» **Что сделать**: В тексте о Бенвенуто Челлини перескажите короче, списком, абзац, который начинается словами «Неистовство проявляется у Бенвенуто», сохранив главные факты.

Бенвенуто Челлини. Часть III

Бенвенуто Челлини

III

Неистовство проявляется у Бенвенуто на каждом шагу. Нелепыми выходками, капризами, озорством, безумными вспышками полна его жизнь. Но подлинный пафос живет только в одном уголке его души - в том, где любовь к искусству. "Искусство - его бог, его мораль, его закон, его право" [246].

В искусстве для него нет ничего, что он считал бы недостойным себя. Все моменты создания художественного произведения для него одинаково дороги и интересны. Он никогда не мог решиться поручить своим ученикам выполнение таких работ, при несовершенстве которых могло пострадать целое. Его нельзя было упрекнуть в том, что становилось чуть не общим правилом всех художников Чинквеченто: что он дает лишь наброски, предоставляя ученикам исполнять самую вещь. У некоторых, напр. у живописца Перино дель Вага, это стало правилом: он делает только картоны. Правда, и искусство Бенвенуто было другое, чем живопись. Однажды Франциск I посетил его парижскую мастерскую и, видя, как он работает наравне с учениками, просил его не утруждать себя, а заставить работать подмастерьев и уговаривал нанять их столько, сколько нужно. На это Бенвенуто отвечал, что если он не будет работать, то заболеет, а произведения его выйдут не такими, какими он хочет, чтобы они вышли [247]. Этого правила он держался всегда. Он никогда не соглашался сдать вещь, пока она не получала той законченности, которую он хотел ей придать. А если заказчик настаивал, он отправлял назад материал и отказывался от работы. При этом ему все равно было, кто заказчик. С одним Климентом VII y него было бесконечное количество скандалов по этому поводу. Интересы искусства прежде всего. Когда его патроны об этом забывают, он напоминает об этом очень сердито. По пути во Францию в 1540 г.

[Строки с указанием точек]
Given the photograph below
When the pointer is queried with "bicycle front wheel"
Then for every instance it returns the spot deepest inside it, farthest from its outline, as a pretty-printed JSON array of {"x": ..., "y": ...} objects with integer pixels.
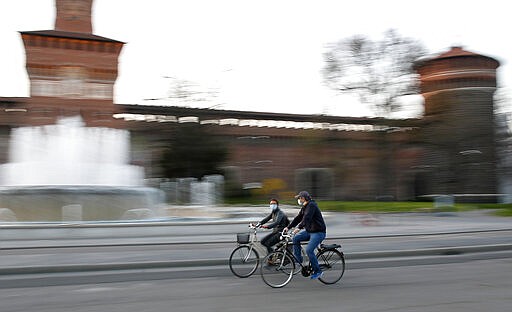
[
  {"x": 332, "y": 264},
  {"x": 277, "y": 269},
  {"x": 243, "y": 261}
]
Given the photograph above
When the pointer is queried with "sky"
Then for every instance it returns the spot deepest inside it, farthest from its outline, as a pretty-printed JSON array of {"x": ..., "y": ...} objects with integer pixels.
[{"x": 264, "y": 55}]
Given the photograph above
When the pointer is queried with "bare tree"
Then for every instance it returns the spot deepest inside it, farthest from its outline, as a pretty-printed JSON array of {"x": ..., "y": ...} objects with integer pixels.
[{"x": 379, "y": 72}]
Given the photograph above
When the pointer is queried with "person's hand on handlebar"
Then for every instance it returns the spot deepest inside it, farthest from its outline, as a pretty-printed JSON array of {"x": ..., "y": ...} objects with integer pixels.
[{"x": 295, "y": 231}]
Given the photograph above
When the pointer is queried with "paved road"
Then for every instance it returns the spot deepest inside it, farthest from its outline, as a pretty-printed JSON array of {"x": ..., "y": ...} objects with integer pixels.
[
  {"x": 25, "y": 248},
  {"x": 472, "y": 286}
]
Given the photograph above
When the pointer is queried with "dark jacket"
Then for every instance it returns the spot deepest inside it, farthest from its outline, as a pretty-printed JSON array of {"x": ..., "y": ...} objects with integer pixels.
[
  {"x": 309, "y": 218},
  {"x": 279, "y": 220}
]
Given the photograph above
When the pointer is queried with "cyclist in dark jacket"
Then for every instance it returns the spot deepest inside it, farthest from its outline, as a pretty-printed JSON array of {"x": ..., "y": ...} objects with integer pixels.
[
  {"x": 311, "y": 220},
  {"x": 279, "y": 222}
]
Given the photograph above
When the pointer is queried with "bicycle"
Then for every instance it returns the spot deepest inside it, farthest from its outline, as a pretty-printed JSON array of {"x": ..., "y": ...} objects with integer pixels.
[
  {"x": 279, "y": 267},
  {"x": 244, "y": 259}
]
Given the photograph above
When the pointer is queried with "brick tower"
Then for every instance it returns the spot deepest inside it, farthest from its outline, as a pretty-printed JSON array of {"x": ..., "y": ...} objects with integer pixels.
[
  {"x": 71, "y": 70},
  {"x": 458, "y": 130}
]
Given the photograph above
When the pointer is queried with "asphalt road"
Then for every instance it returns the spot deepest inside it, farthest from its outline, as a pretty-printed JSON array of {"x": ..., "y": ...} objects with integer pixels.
[{"x": 471, "y": 286}]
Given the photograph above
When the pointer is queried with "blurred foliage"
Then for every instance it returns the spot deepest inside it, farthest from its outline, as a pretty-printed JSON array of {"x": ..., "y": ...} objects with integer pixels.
[
  {"x": 379, "y": 72},
  {"x": 192, "y": 151}
]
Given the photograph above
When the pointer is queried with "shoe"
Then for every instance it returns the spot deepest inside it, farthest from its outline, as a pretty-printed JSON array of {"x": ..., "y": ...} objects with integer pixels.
[{"x": 317, "y": 275}]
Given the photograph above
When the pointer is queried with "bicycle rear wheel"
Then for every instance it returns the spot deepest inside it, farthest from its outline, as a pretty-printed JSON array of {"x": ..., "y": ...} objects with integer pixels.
[
  {"x": 243, "y": 261},
  {"x": 332, "y": 264},
  {"x": 277, "y": 269}
]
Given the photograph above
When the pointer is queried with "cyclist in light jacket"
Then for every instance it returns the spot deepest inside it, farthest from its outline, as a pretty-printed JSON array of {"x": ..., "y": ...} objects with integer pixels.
[{"x": 279, "y": 222}]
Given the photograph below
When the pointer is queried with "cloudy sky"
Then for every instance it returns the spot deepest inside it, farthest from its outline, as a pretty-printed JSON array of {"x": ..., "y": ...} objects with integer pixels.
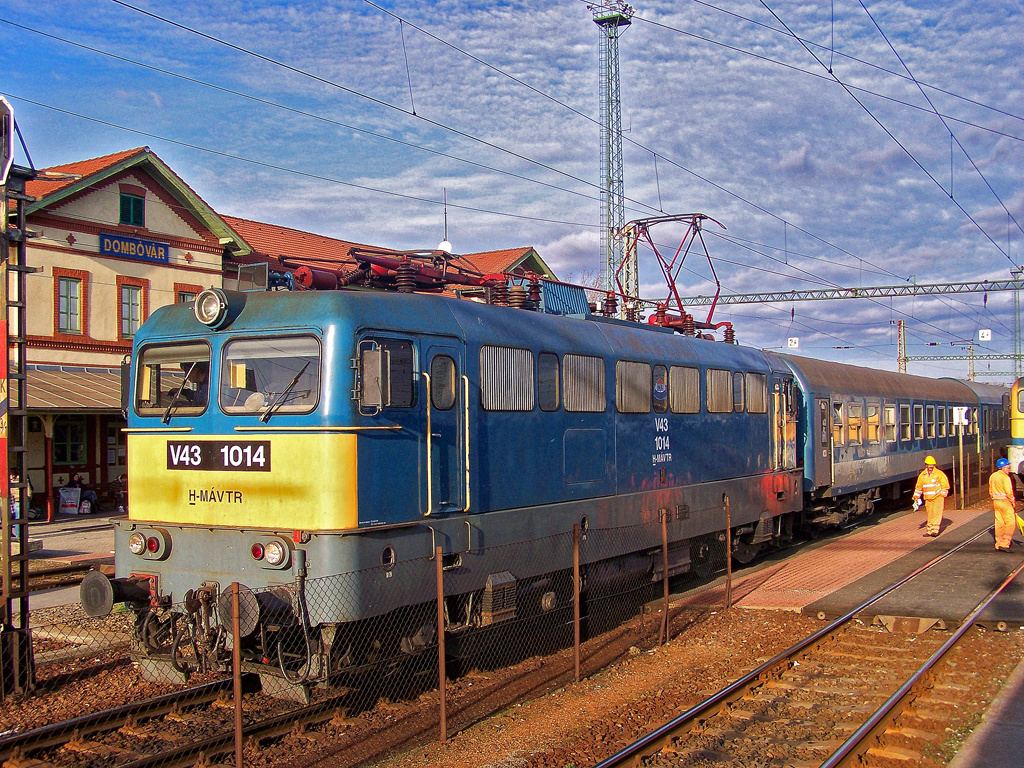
[{"x": 840, "y": 142}]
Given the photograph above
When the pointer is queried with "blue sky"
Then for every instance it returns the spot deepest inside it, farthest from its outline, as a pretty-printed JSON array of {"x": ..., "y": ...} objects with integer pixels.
[{"x": 724, "y": 112}]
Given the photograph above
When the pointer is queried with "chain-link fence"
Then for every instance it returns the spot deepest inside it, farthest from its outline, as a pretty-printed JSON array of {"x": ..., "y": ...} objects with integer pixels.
[{"x": 401, "y": 653}]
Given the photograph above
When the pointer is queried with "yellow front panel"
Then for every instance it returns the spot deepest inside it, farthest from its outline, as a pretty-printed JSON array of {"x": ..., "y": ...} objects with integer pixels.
[{"x": 310, "y": 484}]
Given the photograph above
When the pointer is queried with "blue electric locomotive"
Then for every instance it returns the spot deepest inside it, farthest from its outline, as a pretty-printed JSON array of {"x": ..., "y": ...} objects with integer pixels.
[{"x": 340, "y": 432}]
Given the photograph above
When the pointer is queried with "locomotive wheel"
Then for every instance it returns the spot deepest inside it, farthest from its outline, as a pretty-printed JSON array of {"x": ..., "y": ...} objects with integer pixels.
[
  {"x": 744, "y": 553},
  {"x": 701, "y": 556}
]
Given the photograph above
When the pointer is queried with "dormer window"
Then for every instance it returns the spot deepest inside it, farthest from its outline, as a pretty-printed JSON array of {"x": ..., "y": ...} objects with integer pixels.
[{"x": 132, "y": 210}]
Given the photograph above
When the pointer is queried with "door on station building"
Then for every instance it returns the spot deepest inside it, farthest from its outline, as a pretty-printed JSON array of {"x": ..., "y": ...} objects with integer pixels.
[
  {"x": 822, "y": 442},
  {"x": 444, "y": 414}
]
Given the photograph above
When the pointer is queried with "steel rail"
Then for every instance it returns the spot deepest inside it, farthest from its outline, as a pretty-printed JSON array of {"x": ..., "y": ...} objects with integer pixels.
[
  {"x": 59, "y": 733},
  {"x": 658, "y": 738},
  {"x": 849, "y": 751}
]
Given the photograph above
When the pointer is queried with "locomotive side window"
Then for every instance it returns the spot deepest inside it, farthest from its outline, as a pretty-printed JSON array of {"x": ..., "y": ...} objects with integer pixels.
[
  {"x": 738, "y": 398},
  {"x": 855, "y": 422},
  {"x": 270, "y": 375},
  {"x": 442, "y": 382},
  {"x": 547, "y": 381},
  {"x": 659, "y": 393},
  {"x": 838, "y": 423},
  {"x": 161, "y": 379},
  {"x": 633, "y": 387},
  {"x": 684, "y": 390},
  {"x": 506, "y": 379},
  {"x": 719, "y": 391},
  {"x": 873, "y": 414},
  {"x": 889, "y": 427},
  {"x": 757, "y": 393},
  {"x": 583, "y": 379}
]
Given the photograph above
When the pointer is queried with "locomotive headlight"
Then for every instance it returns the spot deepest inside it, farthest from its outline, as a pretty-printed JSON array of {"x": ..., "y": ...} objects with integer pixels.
[
  {"x": 274, "y": 553},
  {"x": 211, "y": 305}
]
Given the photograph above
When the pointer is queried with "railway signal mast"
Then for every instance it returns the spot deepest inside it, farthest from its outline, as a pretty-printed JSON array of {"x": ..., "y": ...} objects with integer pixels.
[{"x": 612, "y": 17}]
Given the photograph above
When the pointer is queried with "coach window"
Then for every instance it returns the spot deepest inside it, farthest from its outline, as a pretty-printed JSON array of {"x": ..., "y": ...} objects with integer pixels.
[
  {"x": 873, "y": 413},
  {"x": 270, "y": 375},
  {"x": 633, "y": 387},
  {"x": 838, "y": 423},
  {"x": 547, "y": 381},
  {"x": 855, "y": 422},
  {"x": 684, "y": 390},
  {"x": 506, "y": 379},
  {"x": 719, "y": 391},
  {"x": 160, "y": 380},
  {"x": 889, "y": 425},
  {"x": 583, "y": 382},
  {"x": 757, "y": 393},
  {"x": 659, "y": 394}
]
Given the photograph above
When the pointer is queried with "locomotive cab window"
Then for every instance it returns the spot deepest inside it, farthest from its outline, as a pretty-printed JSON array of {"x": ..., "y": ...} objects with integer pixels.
[
  {"x": 633, "y": 387},
  {"x": 172, "y": 380},
  {"x": 442, "y": 382},
  {"x": 684, "y": 390},
  {"x": 270, "y": 375}
]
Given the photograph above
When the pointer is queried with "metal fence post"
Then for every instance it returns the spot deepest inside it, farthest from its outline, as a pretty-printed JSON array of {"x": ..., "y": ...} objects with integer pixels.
[
  {"x": 728, "y": 551},
  {"x": 442, "y": 673},
  {"x": 576, "y": 599},
  {"x": 237, "y": 673}
]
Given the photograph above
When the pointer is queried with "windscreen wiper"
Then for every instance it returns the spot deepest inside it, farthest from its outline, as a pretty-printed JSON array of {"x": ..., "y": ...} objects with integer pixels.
[
  {"x": 280, "y": 399},
  {"x": 177, "y": 393}
]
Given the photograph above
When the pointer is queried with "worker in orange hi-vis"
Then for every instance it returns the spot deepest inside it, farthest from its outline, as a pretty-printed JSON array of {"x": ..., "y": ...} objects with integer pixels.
[
  {"x": 933, "y": 486},
  {"x": 1000, "y": 488}
]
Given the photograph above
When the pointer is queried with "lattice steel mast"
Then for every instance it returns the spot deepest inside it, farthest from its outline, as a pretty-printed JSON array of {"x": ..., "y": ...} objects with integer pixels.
[{"x": 612, "y": 17}]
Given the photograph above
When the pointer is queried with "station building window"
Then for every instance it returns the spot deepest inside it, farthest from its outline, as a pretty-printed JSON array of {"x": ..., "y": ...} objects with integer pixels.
[
  {"x": 838, "y": 423},
  {"x": 855, "y": 422},
  {"x": 506, "y": 379},
  {"x": 583, "y": 380},
  {"x": 719, "y": 391},
  {"x": 633, "y": 387},
  {"x": 547, "y": 381},
  {"x": 684, "y": 389}
]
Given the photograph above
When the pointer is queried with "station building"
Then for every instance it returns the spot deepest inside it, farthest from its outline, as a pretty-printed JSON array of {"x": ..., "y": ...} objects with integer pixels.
[{"x": 116, "y": 238}]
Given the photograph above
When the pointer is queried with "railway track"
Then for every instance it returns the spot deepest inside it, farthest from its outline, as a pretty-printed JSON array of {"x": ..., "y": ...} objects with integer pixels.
[{"x": 842, "y": 696}]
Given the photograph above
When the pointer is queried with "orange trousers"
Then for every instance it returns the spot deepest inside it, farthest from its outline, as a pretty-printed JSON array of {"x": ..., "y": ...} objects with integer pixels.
[
  {"x": 1005, "y": 522},
  {"x": 933, "y": 508}
]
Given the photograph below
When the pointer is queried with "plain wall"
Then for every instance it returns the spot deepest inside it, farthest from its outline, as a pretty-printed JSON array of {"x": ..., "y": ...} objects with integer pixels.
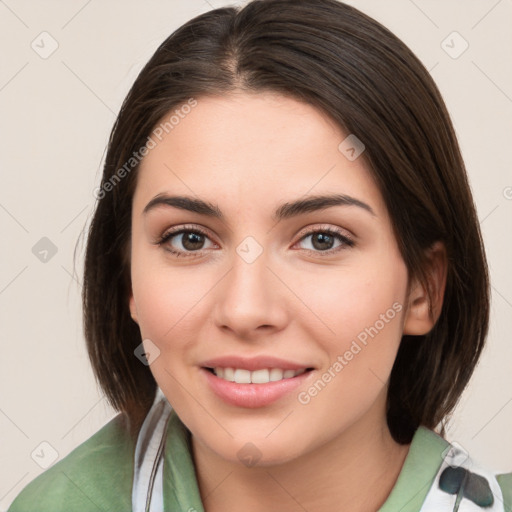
[{"x": 56, "y": 115}]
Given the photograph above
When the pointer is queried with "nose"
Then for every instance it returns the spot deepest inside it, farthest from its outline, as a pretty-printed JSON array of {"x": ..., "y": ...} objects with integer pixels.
[{"x": 251, "y": 299}]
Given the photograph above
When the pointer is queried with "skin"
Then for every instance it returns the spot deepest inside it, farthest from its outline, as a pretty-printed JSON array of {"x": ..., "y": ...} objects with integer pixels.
[{"x": 249, "y": 153}]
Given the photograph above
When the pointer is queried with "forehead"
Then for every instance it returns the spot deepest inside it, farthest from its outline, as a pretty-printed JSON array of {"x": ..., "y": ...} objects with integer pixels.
[{"x": 252, "y": 149}]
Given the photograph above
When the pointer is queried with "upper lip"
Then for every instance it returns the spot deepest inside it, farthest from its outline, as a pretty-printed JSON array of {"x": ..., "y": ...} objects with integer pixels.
[{"x": 253, "y": 363}]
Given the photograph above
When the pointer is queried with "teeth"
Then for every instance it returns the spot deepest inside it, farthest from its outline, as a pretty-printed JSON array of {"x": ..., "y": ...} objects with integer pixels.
[{"x": 263, "y": 376}]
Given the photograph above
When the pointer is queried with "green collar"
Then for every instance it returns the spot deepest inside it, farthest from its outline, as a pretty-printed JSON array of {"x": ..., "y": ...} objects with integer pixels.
[{"x": 181, "y": 490}]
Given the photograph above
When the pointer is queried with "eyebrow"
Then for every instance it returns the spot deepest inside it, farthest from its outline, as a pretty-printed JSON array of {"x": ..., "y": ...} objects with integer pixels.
[{"x": 284, "y": 211}]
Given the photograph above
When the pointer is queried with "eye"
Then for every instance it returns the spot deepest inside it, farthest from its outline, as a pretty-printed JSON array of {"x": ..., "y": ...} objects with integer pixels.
[
  {"x": 184, "y": 241},
  {"x": 323, "y": 241}
]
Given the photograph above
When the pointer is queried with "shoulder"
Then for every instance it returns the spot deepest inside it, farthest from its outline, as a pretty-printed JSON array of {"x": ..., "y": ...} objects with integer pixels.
[
  {"x": 505, "y": 483},
  {"x": 462, "y": 477},
  {"x": 97, "y": 475}
]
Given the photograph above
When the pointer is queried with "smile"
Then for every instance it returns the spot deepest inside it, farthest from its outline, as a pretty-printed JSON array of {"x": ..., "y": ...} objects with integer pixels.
[{"x": 263, "y": 376}]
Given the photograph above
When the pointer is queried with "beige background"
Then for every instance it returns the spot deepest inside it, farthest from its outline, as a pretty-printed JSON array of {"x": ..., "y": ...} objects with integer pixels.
[{"x": 57, "y": 113}]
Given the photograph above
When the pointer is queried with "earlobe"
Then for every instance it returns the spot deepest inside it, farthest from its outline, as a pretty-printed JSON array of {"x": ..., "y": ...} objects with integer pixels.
[{"x": 423, "y": 311}]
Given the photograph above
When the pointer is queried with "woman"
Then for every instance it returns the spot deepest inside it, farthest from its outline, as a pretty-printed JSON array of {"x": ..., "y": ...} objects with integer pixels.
[{"x": 285, "y": 288}]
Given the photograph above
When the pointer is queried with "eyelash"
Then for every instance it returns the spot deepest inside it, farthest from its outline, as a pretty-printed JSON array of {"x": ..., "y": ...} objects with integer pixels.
[{"x": 345, "y": 240}]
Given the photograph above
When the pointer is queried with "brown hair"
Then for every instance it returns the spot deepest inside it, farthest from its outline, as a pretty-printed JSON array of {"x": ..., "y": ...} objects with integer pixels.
[{"x": 343, "y": 62}]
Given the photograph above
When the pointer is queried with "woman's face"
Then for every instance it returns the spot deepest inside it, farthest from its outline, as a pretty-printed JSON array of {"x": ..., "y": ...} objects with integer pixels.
[{"x": 320, "y": 288}]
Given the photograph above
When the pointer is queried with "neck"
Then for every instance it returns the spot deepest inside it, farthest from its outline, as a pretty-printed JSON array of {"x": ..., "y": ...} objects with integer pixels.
[{"x": 355, "y": 471}]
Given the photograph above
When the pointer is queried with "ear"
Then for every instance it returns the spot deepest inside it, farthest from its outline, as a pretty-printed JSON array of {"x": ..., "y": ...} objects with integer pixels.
[
  {"x": 422, "y": 314},
  {"x": 133, "y": 308}
]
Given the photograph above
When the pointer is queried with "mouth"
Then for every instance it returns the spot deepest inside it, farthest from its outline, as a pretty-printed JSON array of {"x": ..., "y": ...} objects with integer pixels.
[
  {"x": 261, "y": 376},
  {"x": 254, "y": 389}
]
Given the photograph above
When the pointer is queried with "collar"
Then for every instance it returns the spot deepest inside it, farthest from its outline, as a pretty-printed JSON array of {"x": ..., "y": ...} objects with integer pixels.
[{"x": 165, "y": 470}]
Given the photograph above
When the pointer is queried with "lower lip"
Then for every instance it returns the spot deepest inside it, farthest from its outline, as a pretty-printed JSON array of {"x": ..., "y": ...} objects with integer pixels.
[{"x": 253, "y": 395}]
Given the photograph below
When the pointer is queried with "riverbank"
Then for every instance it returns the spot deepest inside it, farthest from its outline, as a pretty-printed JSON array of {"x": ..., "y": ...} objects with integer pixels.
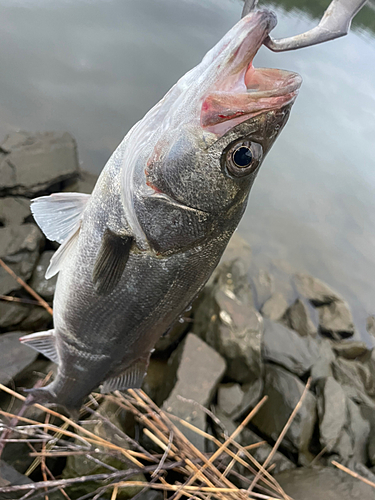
[{"x": 253, "y": 332}]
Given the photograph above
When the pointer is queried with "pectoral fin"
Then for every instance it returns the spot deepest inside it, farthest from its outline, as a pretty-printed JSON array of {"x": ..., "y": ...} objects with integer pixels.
[
  {"x": 43, "y": 342},
  {"x": 131, "y": 378},
  {"x": 111, "y": 261}
]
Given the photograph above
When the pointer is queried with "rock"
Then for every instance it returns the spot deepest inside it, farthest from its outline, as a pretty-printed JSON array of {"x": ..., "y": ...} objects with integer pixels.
[
  {"x": 34, "y": 163},
  {"x": 298, "y": 317},
  {"x": 229, "y": 398},
  {"x": 10, "y": 477},
  {"x": 323, "y": 483},
  {"x": 19, "y": 248},
  {"x": 284, "y": 390},
  {"x": 14, "y": 356},
  {"x": 336, "y": 321},
  {"x": 322, "y": 366},
  {"x": 332, "y": 412},
  {"x": 351, "y": 350},
  {"x": 317, "y": 292},
  {"x": 275, "y": 307},
  {"x": 200, "y": 370},
  {"x": 14, "y": 210},
  {"x": 287, "y": 348},
  {"x": 159, "y": 380},
  {"x": 42, "y": 286},
  {"x": 263, "y": 287},
  {"x": 12, "y": 313},
  {"x": 226, "y": 319},
  {"x": 370, "y": 325}
]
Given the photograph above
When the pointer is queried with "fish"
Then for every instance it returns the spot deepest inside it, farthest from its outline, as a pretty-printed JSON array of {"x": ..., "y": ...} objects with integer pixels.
[{"x": 137, "y": 251}]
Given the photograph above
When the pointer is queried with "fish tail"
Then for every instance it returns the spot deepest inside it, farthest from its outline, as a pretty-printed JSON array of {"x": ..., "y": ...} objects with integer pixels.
[{"x": 47, "y": 397}]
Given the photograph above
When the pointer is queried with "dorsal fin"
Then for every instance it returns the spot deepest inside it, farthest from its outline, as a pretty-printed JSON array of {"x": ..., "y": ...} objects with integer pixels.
[
  {"x": 43, "y": 342},
  {"x": 110, "y": 261},
  {"x": 58, "y": 214}
]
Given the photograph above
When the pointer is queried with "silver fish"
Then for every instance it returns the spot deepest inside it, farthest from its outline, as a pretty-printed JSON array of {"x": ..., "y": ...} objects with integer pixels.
[{"x": 136, "y": 252}]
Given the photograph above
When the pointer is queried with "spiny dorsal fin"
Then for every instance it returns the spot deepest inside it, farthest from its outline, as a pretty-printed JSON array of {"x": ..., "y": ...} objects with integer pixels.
[
  {"x": 57, "y": 215},
  {"x": 111, "y": 261},
  {"x": 59, "y": 256},
  {"x": 131, "y": 378},
  {"x": 43, "y": 342}
]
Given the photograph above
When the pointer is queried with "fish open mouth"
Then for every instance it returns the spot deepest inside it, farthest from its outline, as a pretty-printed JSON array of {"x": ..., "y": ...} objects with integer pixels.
[{"x": 240, "y": 90}]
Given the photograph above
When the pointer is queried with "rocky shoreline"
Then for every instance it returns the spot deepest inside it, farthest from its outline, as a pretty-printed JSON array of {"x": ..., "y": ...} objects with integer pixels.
[{"x": 245, "y": 337}]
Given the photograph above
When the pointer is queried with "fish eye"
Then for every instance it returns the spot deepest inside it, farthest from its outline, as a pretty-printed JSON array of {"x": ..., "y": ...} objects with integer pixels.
[{"x": 242, "y": 158}]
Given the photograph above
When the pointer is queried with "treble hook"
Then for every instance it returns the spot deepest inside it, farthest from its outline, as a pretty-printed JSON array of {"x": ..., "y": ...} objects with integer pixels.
[{"x": 335, "y": 23}]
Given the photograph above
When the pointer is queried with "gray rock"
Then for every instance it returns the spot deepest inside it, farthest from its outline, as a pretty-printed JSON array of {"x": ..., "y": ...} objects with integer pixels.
[
  {"x": 370, "y": 325},
  {"x": 325, "y": 483},
  {"x": 322, "y": 366},
  {"x": 199, "y": 372},
  {"x": 19, "y": 248},
  {"x": 332, "y": 412},
  {"x": 14, "y": 210},
  {"x": 34, "y": 163},
  {"x": 229, "y": 398},
  {"x": 287, "y": 348},
  {"x": 317, "y": 292},
  {"x": 280, "y": 462},
  {"x": 14, "y": 356},
  {"x": 42, "y": 286},
  {"x": 10, "y": 477},
  {"x": 284, "y": 390},
  {"x": 12, "y": 313},
  {"x": 263, "y": 286},
  {"x": 275, "y": 307},
  {"x": 298, "y": 317},
  {"x": 226, "y": 319},
  {"x": 335, "y": 320},
  {"x": 351, "y": 350}
]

» **Ответ**:
- Неистовство видно у Бенвенуто на каждом шагу: его жизнь полна нелепых выходок, капризов, озорства и безумных вспышек.
- Подлинный пафос есть только в одном уголке его души, в любви к искусству.
- Искусство для него — бог, мораль, закон и право.